= Entries from a dataset =

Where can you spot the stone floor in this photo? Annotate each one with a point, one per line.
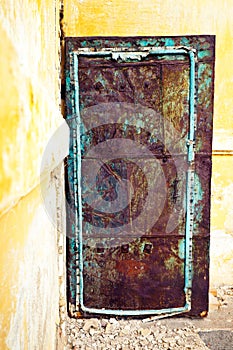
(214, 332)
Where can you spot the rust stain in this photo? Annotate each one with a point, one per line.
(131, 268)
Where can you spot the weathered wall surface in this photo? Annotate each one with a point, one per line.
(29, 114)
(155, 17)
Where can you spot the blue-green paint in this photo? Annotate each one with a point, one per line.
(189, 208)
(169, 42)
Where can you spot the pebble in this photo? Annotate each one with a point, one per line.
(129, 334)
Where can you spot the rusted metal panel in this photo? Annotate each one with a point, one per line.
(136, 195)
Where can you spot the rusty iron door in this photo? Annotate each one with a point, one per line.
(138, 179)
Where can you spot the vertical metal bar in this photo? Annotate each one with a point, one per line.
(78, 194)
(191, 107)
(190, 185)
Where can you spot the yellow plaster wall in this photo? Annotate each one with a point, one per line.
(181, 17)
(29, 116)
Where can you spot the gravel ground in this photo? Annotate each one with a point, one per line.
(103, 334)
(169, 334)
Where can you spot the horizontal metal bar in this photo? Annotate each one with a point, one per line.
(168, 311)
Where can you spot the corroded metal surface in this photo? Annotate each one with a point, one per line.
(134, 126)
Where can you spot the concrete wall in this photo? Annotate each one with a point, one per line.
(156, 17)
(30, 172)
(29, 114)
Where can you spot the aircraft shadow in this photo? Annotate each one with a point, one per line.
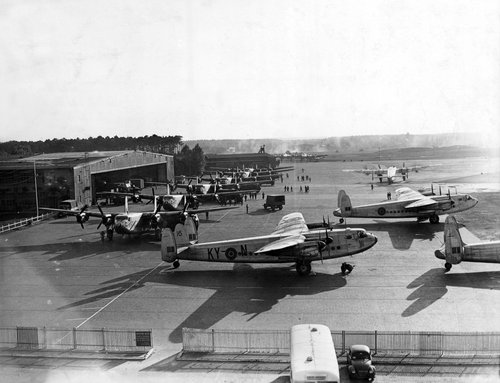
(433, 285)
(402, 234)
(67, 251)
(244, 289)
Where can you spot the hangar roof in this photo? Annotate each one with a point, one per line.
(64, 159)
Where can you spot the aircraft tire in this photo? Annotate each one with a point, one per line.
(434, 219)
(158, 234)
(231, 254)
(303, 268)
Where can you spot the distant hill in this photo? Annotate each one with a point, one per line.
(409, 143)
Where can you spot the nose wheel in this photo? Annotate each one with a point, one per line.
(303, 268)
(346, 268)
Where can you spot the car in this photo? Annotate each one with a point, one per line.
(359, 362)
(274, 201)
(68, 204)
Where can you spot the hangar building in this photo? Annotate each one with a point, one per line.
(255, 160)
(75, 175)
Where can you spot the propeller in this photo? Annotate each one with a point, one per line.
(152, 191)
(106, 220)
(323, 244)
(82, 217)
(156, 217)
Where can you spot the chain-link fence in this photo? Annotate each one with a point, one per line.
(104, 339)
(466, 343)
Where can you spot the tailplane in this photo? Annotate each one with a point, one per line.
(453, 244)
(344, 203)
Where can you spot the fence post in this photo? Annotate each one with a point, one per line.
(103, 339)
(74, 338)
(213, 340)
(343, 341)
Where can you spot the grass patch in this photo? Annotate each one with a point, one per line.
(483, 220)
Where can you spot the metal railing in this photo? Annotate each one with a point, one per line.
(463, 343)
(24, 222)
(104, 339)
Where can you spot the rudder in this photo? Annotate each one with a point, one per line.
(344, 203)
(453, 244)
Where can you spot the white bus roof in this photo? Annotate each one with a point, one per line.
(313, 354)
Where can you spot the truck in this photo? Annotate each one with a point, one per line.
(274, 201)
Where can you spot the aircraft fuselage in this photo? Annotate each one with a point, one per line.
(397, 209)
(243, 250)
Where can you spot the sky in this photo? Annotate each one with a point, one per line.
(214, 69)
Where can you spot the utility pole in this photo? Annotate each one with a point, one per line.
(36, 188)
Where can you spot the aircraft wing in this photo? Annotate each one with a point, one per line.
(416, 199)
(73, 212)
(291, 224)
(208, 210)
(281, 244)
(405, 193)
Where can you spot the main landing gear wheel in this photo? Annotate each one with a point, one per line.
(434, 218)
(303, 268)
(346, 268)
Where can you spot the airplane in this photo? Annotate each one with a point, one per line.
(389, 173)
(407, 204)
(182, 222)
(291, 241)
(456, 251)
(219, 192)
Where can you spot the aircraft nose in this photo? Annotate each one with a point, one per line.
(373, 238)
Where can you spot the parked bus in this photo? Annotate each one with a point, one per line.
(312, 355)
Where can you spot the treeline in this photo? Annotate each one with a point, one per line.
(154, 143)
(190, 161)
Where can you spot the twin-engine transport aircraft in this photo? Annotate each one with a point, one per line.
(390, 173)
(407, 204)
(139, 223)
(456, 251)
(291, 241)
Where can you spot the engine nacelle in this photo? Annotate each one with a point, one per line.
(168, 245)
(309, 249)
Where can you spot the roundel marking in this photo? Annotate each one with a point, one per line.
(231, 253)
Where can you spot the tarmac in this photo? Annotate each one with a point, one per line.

= Directions for this task =
Convert everything from the line containing "Where can you spot the parked" down to the last line of the entries into a Markdown table with the columns No. and Text. Number each row and leave out blank lines.

= Written solution =
| No. | Text |
|---|---|
| 1 | Where can you spot the parked bus in this photo? Annotate each one with a point, one per line. |
| 2 | (312, 355) |
| 3 | Where can you spot the treeline in this photo? Annotate each one with a point, one per line. |
| 4 | (154, 143) |
| 5 | (190, 161) |
| 6 | Where can you spot the twin-engine transport aircraft in this photo? Annotate each one with a point, one per line. |
| 7 | (390, 173) |
| 8 | (407, 204) |
| 9 | (139, 223) |
| 10 | (456, 251) |
| 11 | (291, 241) |
| 12 | Where can you spot the engine nacelle in this photo? Annotate each one with a point, one per line. |
| 13 | (168, 245) |
| 14 | (309, 249) |
| 15 | Where can you spot the roundel marking in this photo? Annotate each one with a point, one per line. |
| 16 | (231, 253) |
| 17 | Where can you spot the tarmac in this photo? Annotate each one with a point, one per line. |